#### TASK TO COMPLETE
Leaving every picture out, please return exactly the lines from the top of the material below through the line with "point: blurred green", both included.

########

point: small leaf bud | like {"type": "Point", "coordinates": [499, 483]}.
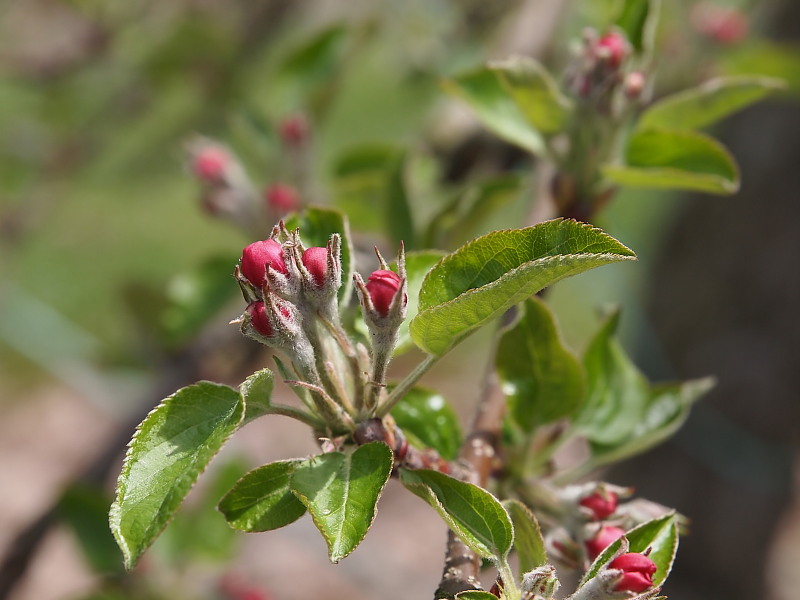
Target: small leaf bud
{"type": "Point", "coordinates": [382, 286]}
{"type": "Point", "coordinates": [637, 572]}
{"type": "Point", "coordinates": [602, 503]}
{"type": "Point", "coordinates": [315, 259]}
{"type": "Point", "coordinates": [606, 535]}
{"type": "Point", "coordinates": [257, 257]}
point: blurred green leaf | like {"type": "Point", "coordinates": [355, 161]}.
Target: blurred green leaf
{"type": "Point", "coordinates": [195, 296]}
{"type": "Point", "coordinates": [528, 540]}
{"type": "Point", "coordinates": [480, 281]}
{"type": "Point", "coordinates": [85, 509]}
{"type": "Point", "coordinates": [262, 499]}
{"type": "Point", "coordinates": [475, 515]}
{"type": "Point", "coordinates": [543, 381]}
{"type": "Point", "coordinates": [708, 103]}
{"type": "Point", "coordinates": [661, 158]}
{"type": "Point", "coordinates": [535, 93]}
{"type": "Point", "coordinates": [483, 91]}
{"type": "Point", "coordinates": [428, 421]}
{"type": "Point", "coordinates": [341, 493]}
{"type": "Point", "coordinates": [317, 225]}
{"type": "Point", "coordinates": [169, 450]}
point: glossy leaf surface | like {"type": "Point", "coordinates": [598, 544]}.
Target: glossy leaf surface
{"type": "Point", "coordinates": [661, 158]}
{"type": "Point", "coordinates": [428, 421]}
{"type": "Point", "coordinates": [341, 493]}
{"type": "Point", "coordinates": [543, 381]}
{"type": "Point", "coordinates": [481, 280]}
{"type": "Point", "coordinates": [262, 499]}
{"type": "Point", "coordinates": [169, 450]}
{"type": "Point", "coordinates": [471, 512]}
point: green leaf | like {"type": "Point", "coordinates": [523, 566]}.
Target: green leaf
{"type": "Point", "coordinates": [262, 499]}
{"type": "Point", "coordinates": [481, 280]}
{"type": "Point", "coordinates": [660, 535]}
{"type": "Point", "coordinates": [483, 91]}
{"type": "Point", "coordinates": [256, 393]}
{"type": "Point", "coordinates": [169, 450]}
{"type": "Point", "coordinates": [623, 414]}
{"type": "Point", "coordinates": [542, 380]}
{"type": "Point", "coordinates": [194, 297]}
{"type": "Point", "coordinates": [341, 493]}
{"type": "Point", "coordinates": [317, 225]}
{"type": "Point", "coordinates": [528, 540]}
{"type": "Point", "coordinates": [708, 103]}
{"type": "Point", "coordinates": [666, 409]}
{"type": "Point", "coordinates": [535, 92]}
{"type": "Point", "coordinates": [85, 509]}
{"type": "Point", "coordinates": [638, 19]}
{"type": "Point", "coordinates": [661, 158]}
{"type": "Point", "coordinates": [428, 421]}
{"type": "Point", "coordinates": [471, 512]}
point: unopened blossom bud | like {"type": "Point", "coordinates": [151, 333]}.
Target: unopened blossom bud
{"type": "Point", "coordinates": [382, 286]}
{"type": "Point", "coordinates": [602, 503]}
{"type": "Point", "coordinates": [257, 311]}
{"type": "Point", "coordinates": [613, 48]}
{"type": "Point", "coordinates": [281, 198]}
{"type": "Point", "coordinates": [637, 572]}
{"type": "Point", "coordinates": [605, 536]}
{"type": "Point", "coordinates": [210, 163]}
{"type": "Point", "coordinates": [293, 130]}
{"type": "Point", "coordinates": [257, 257]}
{"type": "Point", "coordinates": [315, 259]}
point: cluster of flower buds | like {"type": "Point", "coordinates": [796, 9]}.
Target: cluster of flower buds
{"type": "Point", "coordinates": [601, 69]}
{"type": "Point", "coordinates": [293, 306]}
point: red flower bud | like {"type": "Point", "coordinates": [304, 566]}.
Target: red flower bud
{"type": "Point", "coordinates": [294, 130]}
{"type": "Point", "coordinates": [615, 46]}
{"type": "Point", "coordinates": [605, 536]}
{"type": "Point", "coordinates": [282, 198]}
{"type": "Point", "coordinates": [209, 164]}
{"type": "Point", "coordinates": [316, 261]}
{"type": "Point", "coordinates": [259, 318]}
{"type": "Point", "coordinates": [637, 572]}
{"type": "Point", "coordinates": [257, 257]}
{"type": "Point", "coordinates": [601, 503]}
{"type": "Point", "coordinates": [382, 286]}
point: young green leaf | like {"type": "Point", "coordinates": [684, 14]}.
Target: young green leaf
{"type": "Point", "coordinates": [542, 379]}
{"type": "Point", "coordinates": [428, 421]}
{"type": "Point", "coordinates": [256, 393]}
{"type": "Point", "coordinates": [482, 90]}
{"type": "Point", "coordinates": [481, 280]}
{"type": "Point", "coordinates": [471, 512]}
{"type": "Point", "coordinates": [535, 92]}
{"type": "Point", "coordinates": [341, 493]}
{"type": "Point", "coordinates": [262, 499]}
{"type": "Point", "coordinates": [169, 450]}
{"type": "Point", "coordinates": [708, 103]}
{"type": "Point", "coordinates": [662, 158]}
{"type": "Point", "coordinates": [528, 540]}
{"type": "Point", "coordinates": [316, 225]}
{"type": "Point", "coordinates": [660, 535]}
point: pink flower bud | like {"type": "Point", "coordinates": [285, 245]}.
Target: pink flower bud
{"type": "Point", "coordinates": [316, 261]}
{"type": "Point", "coordinates": [257, 257]}
{"type": "Point", "coordinates": [259, 319]}
{"type": "Point", "coordinates": [637, 572]}
{"type": "Point", "coordinates": [605, 536]}
{"type": "Point", "coordinates": [294, 130]}
{"type": "Point", "coordinates": [282, 198]}
{"type": "Point", "coordinates": [602, 503]}
{"type": "Point", "coordinates": [382, 286]}
{"type": "Point", "coordinates": [209, 164]}
{"type": "Point", "coordinates": [615, 47]}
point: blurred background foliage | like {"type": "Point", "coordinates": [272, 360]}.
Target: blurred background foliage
{"type": "Point", "coordinates": [101, 225]}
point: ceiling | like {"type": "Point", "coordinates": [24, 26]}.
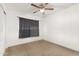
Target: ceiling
{"type": "Point", "coordinates": [27, 8]}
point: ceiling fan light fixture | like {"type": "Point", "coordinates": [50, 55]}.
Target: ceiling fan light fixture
{"type": "Point", "coordinates": [42, 10]}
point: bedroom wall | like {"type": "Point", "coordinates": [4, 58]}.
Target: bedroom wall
{"type": "Point", "coordinates": [63, 27]}
{"type": "Point", "coordinates": [2, 32]}
{"type": "Point", "coordinates": [12, 28]}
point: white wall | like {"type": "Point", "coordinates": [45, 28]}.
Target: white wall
{"type": "Point", "coordinates": [63, 27]}
{"type": "Point", "coordinates": [2, 32]}
{"type": "Point", "coordinates": [12, 28]}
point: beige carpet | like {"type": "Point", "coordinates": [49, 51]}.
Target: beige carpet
{"type": "Point", "coordinates": [39, 48]}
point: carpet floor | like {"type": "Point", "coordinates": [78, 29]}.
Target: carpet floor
{"type": "Point", "coordinates": [39, 48]}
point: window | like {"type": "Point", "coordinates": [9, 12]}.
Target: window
{"type": "Point", "coordinates": [28, 28]}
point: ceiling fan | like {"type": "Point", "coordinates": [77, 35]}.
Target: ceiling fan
{"type": "Point", "coordinates": [42, 7]}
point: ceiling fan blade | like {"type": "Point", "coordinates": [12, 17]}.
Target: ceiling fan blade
{"type": "Point", "coordinates": [35, 5]}
{"type": "Point", "coordinates": [46, 4]}
{"type": "Point", "coordinates": [36, 11]}
{"type": "Point", "coordinates": [49, 8]}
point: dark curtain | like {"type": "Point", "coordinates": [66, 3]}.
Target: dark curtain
{"type": "Point", "coordinates": [28, 28]}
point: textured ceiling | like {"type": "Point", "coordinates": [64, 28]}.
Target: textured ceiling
{"type": "Point", "coordinates": [27, 8]}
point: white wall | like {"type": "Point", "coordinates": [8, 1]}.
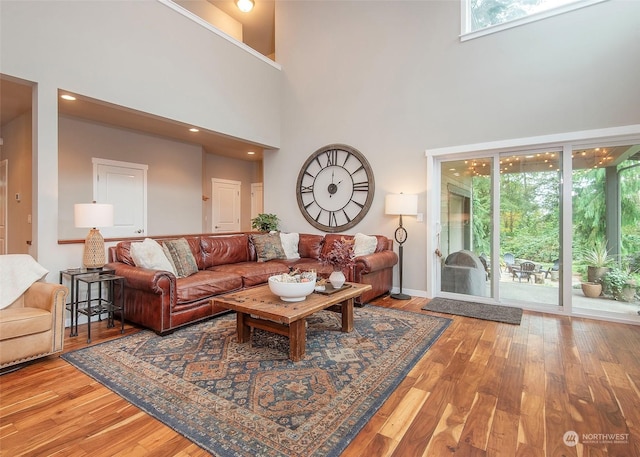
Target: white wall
{"type": "Point", "coordinates": [392, 79]}
{"type": "Point", "coordinates": [16, 149]}
{"type": "Point", "coordinates": [246, 172]}
{"type": "Point", "coordinates": [173, 188]}
{"type": "Point", "coordinates": [214, 16]}
{"type": "Point", "coordinates": [138, 54]}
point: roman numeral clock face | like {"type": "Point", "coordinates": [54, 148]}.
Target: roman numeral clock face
{"type": "Point", "coordinates": [335, 188]}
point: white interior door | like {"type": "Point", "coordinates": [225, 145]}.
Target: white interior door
{"type": "Point", "coordinates": [3, 205]}
{"type": "Point", "coordinates": [257, 199]}
{"type": "Point", "coordinates": [225, 209]}
{"type": "Point", "coordinates": [124, 185]}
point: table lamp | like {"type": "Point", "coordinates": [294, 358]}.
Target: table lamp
{"type": "Point", "coordinates": [399, 205]}
{"type": "Point", "coordinates": [93, 215]}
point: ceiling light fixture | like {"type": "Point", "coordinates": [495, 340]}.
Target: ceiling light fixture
{"type": "Point", "coordinates": [245, 5]}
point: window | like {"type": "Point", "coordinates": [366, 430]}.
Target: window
{"type": "Point", "coordinates": [480, 17]}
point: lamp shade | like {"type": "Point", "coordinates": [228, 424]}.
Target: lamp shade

########

#### EXERCISE RESPONSE
point: small leaf bud | like {"type": "Point", "coordinates": [499, 483]}.
Target: small leaf bud
{"type": "Point", "coordinates": [382, 286]}
{"type": "Point", "coordinates": [637, 572]}
{"type": "Point", "coordinates": [602, 503]}
{"type": "Point", "coordinates": [315, 259]}
{"type": "Point", "coordinates": [606, 535]}
{"type": "Point", "coordinates": [257, 257]}
point: blurred green leaf | like {"type": "Point", "coordinates": [355, 161]}.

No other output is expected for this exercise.